### THE EXERCISE
Locate every line in the items below that contains the word "stone", and copy each of those lines.

### THE INPUT
* * * * * * * * *

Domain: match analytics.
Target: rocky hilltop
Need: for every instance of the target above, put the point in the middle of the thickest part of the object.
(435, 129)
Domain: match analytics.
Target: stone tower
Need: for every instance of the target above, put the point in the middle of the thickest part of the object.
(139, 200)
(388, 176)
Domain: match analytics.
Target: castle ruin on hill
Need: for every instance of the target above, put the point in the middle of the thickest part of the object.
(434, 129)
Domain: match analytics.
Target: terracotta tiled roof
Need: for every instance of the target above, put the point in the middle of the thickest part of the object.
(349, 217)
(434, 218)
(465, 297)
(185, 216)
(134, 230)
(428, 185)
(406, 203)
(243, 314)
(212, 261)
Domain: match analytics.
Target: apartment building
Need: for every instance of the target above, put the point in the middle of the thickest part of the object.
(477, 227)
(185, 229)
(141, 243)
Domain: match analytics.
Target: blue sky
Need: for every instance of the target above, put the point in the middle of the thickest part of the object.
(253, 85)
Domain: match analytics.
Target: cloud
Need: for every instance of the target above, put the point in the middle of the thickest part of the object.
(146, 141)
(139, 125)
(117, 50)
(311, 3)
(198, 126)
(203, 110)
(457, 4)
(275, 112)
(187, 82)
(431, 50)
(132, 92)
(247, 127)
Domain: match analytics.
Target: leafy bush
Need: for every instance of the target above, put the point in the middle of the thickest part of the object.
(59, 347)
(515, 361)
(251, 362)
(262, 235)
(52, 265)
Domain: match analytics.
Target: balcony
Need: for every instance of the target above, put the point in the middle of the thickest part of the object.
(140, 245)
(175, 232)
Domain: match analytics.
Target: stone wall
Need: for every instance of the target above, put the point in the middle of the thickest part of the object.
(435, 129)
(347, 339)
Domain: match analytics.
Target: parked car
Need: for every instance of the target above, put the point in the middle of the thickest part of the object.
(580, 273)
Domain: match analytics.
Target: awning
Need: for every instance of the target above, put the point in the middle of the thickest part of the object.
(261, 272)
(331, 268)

* * * * * * * * *

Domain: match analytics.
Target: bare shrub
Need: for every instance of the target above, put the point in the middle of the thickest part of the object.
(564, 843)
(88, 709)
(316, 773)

* * * * * * * * *

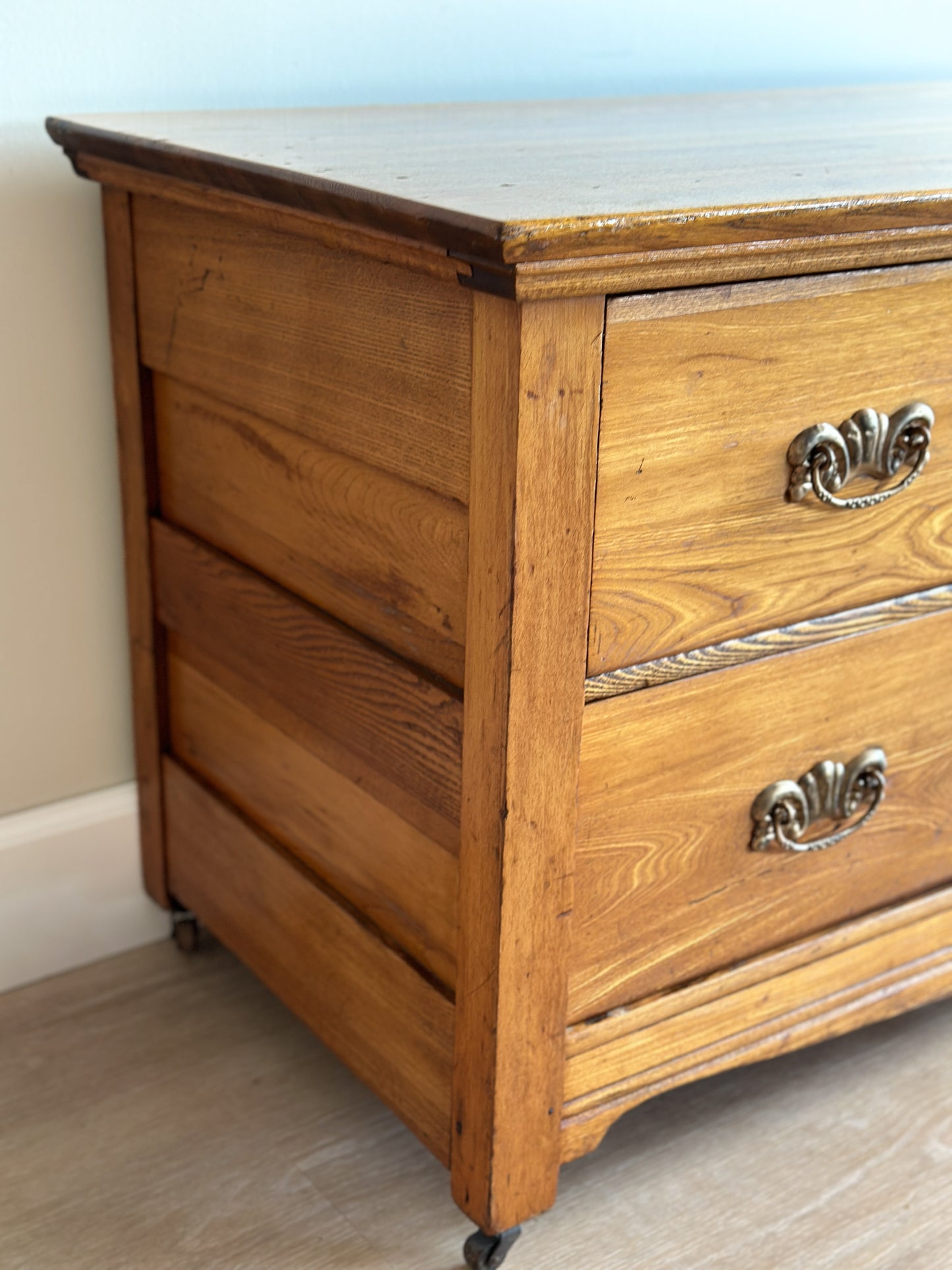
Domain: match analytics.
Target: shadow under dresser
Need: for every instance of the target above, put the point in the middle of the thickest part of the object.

* * * * * * * * *

### COMPLETED EXERCISE
Target: stone tower
Target: stone wall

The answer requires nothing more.